• [GIVEN PASSAGE]
────────────────

3. What type of yeast should I use. I have read that montrachet can be an option as can lavlin 71b-1122 but right now I am only guessing as I have not yet looked at the charts.
4. I know I need to keep the fermentation cool so I am considering putting the three gallons into a big igloo and surrounding it with ice to keep it as close to a temp you folks recommend.
5. I expect the fermentation to go slow so when the sg goes around.0994 , I should transfer it to a carboy and what temp should that be.

I apologize for all the questions but I had the opportunity and took it since they had the fresh juice and I was able to make the trip. 

I again apologize since I usually do a lot of reading before( and I will as soon as I put away groceries) I ask questions but this juice is fresh and about 60 degrees right now and i do not want to blow it.

Lastly, I think I should partly put my appreciation to several threads, such as juice buckets versus kits and lastly, to John T who has been most kind as others have , convinced me to go for the bucket and I find it a honor to be mentored by him but not annoyingly so.(or is it tormented-only kidding)

I look forward to all of your informed feedback
Corinth


----------



## Rocky (Aug 13, 2014)

Hi Corinth, 

You probably need to get moving on your wine as soon as possible. Keep the wine as cold as possible until you are ready to pitch the yeast. 

You will need to add about 1/8 t of K-meta to the juice to kill off any wild yeast. I would dissolve the K-meta in about a half cup of the juice and then stir it in thoroughly. Let the wine sit for about 12 hours with the K-meta. During this time, the temperature should rise to something close to ambient. As far as at what temperature to ferment the wine there are two schools of thought for white wines. One is to ferment in the low 70's F and one is to ferment in the mid 60's F. The latter requires more time to completely ferment and some feel it results in a more flavorful and softer wine. There is a wide choice in yeast. I have had good luck with Red Star Pasteur Champagne and Cote des Blancs. There are a number that you can use and the old standby, EC1118 is one of them. As far as tannin and oak are concerned, that is a personal choice based on your taste. Personally, I would not use tannin and I might lightly oak my Chardonnay.

On your question on "0.0994" I believe you meant SG 0.994 and at this SG, fermentation would be essentially complete. I would transfer from primary to a carboy at or about SG 1.020 under airlock. Fermentation will go slower at a lower temperature. You will probably need a 3 gallon carboy if you do not have one at present. At that point, you should be well on your way.

────────────────

• [INFORMATION SHOWN]
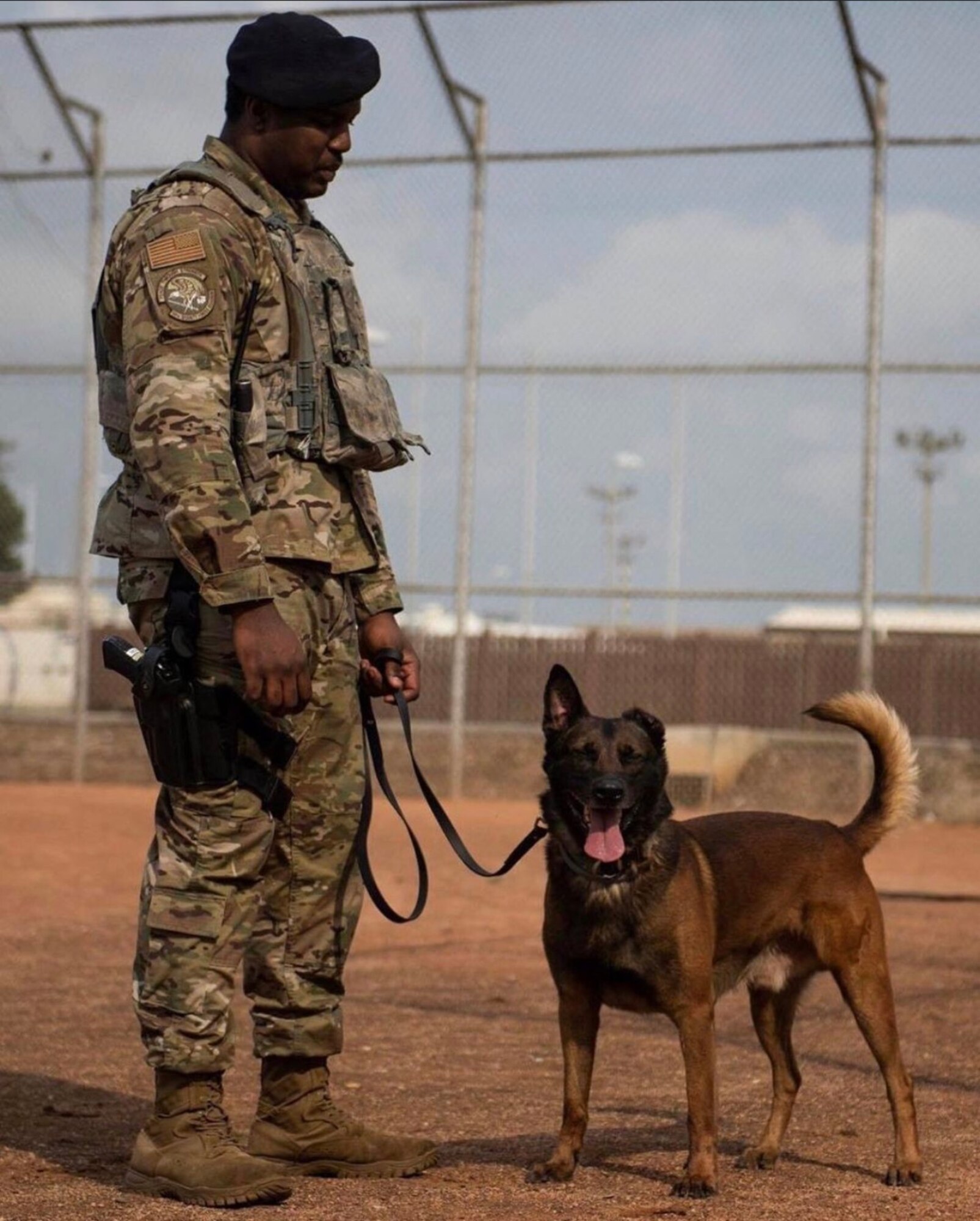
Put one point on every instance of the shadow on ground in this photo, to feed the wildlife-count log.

────────────────

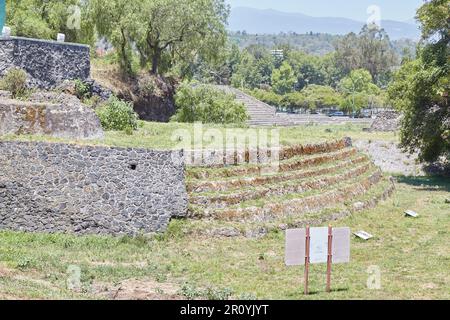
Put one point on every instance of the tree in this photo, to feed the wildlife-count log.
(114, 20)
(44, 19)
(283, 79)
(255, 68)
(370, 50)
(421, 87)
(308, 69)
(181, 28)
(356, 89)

────────────────

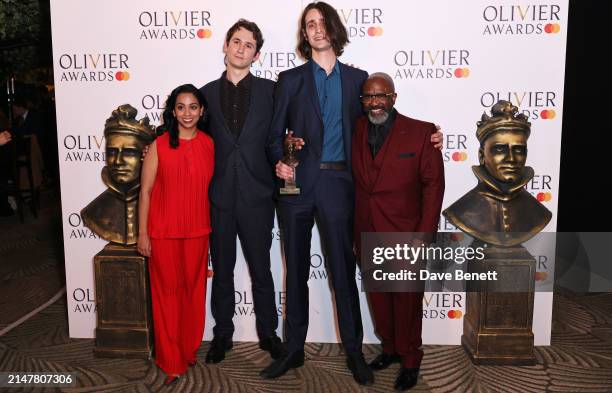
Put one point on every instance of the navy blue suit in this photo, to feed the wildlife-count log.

────────────────

• [AIM] List every yeast named in the winemaking thread above, whether the original poster or Rocky mentions it.

• [RESULT OF THIS TASK]
- montrachet
- lavlin 71b-1122
- Red Star Pasteur Champagne
- Cote des Blancs
- EC1118